Problem details
Output the portion of the Umoja account below between "We employed men" and "it is given.", inclusive.

START Excerpted text

After we applied for the land, the men came here and beat us because they said that women should not own land. At the council meeting they said, “Have you heard of a woman owning land? It’s because of this Rebecca. We have to shoot her if we want our women to come back It’s the only way we will get these women to be women again.” I was just outside listening. When one of the men came out, he told me, “You know, we want to shoot you.” I just laughed and said, “Okay, you’ll find me in the village.” I was not afraid. What could I do? I have nowhere else to go. This is our land. If God has written that I should die here, then why should I be afraid?
My own husband was not bad to me. We married when I was 18, and he paid a dowry of 17 cows. But four men in the village didn’t like me because I started selling goods, and they beat me and took my money. When I started talking about helping these rape victims, they said, “She’s talking about women’s rights like she knows more than everyone.” The next time my husband left on business, the four men beat me severely. After I left the hospital, my parents said I should rejoin my husband. He said nothing about what the men had done, and I realized that they could kill me, so I left.
The problem is that Samburu women have no rights–no right to own livestock or land, to go to school, even to choose a husband. If a Samburu man kills his wife, no one cares. He paid the dowry, so he owns her.
Nobody cared that these women were being raped. The only mason that anyone listened is because people started complaining about other things. The soldiers were leaving used condoms on the ground, and the children were blowing them up like balloons. We didn’t know what they were–I thought they were something for treating wounds–but it was unsanitary, so we complained to the county council. Also, many of our children and livestock were killed by explosives. My husband, the counselor for our area, alerted the Kenyan and British governments. That’s how the British lawyer, Martyn Day, became involved. He learned of the rapes and asked if we wanted to file a complaint.
The British military police came to investigate. They wanted to interview the women without a translator. I told one of the bosses, “You are not going to take these women, and you have to employ Samburu girls who speak English to translate.” He said that he would report that no rapes had occurred, and I said, “Fine. You just go. You’ll be back.” He left for a while, but the British military sent him back and hired eight girls to translate. He paid them about 30,000 shillings ($411) per month. Still, nothing has been done.
Before, we didn’t know our rights because we are not educated. That’s why we built a nursery school here two years ago, to provide a good foundation for our children. On Sundays, we also gather the women in the classroom to teach them some English. They should at least know how to write their names and count their money.
We employed men to build our school and to work at our campsite. Other men ask them, “How can you work for women?” One of our workers replied, “I am trying to feed my children. If these women have money to pay, why shouldn’t I?” Each woman gives 10 percent of her earnings to the village. At the end of the month, we decide how to allocate money. We pay our teachers and our workers, and if some women need extra money, it is given.
Life in Umoja is good. Some of us looked very old when we came here, but now that we are eating well and are no longer stressed, we are young again. Some of the men in a nearby village harass us, but we are trying to get some doors for our huts so that we can lock them out. Mostly, we ignore them. We are too busy living.

END Excerpted text
START Dataset content

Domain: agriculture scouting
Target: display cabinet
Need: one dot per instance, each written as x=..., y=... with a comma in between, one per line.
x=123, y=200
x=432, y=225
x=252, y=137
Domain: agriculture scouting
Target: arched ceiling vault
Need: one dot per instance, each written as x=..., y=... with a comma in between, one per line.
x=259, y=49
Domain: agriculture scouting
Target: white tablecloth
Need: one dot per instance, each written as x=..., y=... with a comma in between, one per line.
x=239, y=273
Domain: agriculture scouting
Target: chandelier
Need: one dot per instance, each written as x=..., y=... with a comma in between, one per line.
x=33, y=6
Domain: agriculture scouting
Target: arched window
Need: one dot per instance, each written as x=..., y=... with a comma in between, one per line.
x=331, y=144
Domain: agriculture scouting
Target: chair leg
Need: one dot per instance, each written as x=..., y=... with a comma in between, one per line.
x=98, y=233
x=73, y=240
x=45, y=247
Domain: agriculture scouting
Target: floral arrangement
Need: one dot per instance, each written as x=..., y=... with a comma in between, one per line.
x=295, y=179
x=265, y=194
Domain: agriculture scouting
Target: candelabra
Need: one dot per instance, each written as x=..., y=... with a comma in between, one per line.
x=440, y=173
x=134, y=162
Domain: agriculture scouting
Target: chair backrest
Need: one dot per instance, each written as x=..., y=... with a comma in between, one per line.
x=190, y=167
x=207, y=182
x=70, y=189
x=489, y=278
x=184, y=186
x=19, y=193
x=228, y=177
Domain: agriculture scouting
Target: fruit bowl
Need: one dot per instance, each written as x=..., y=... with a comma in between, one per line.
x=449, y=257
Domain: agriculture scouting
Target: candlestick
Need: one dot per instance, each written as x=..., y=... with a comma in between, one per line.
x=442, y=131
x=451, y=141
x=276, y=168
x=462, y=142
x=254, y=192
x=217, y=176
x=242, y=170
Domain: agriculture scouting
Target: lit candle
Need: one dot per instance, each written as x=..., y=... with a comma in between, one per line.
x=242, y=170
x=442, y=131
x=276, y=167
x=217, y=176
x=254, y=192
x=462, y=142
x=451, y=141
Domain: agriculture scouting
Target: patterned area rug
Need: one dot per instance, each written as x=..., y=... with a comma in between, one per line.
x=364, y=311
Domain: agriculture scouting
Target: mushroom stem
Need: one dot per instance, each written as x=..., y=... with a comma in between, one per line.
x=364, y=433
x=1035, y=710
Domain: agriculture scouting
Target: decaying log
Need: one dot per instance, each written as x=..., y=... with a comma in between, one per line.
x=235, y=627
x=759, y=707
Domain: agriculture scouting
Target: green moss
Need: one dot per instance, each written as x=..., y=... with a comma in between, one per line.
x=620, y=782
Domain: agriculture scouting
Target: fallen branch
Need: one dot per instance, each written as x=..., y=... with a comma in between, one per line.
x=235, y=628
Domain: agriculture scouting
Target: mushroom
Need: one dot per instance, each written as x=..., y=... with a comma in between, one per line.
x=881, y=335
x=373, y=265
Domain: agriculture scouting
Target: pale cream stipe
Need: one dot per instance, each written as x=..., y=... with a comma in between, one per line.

END Dataset content

Your solution
We employed men to build our school and to work at our campsite. Other men ask them, “How can you work for women?” One of our workers replied, “I am trying to feed my children. If these women have money to pay, why shouldn’t I?” Each woman gives 10 percent of her earnings to the village. At the end of the month, we decide how to allocate money. We pay our teachers and our workers, and if some women need extra money, it is given.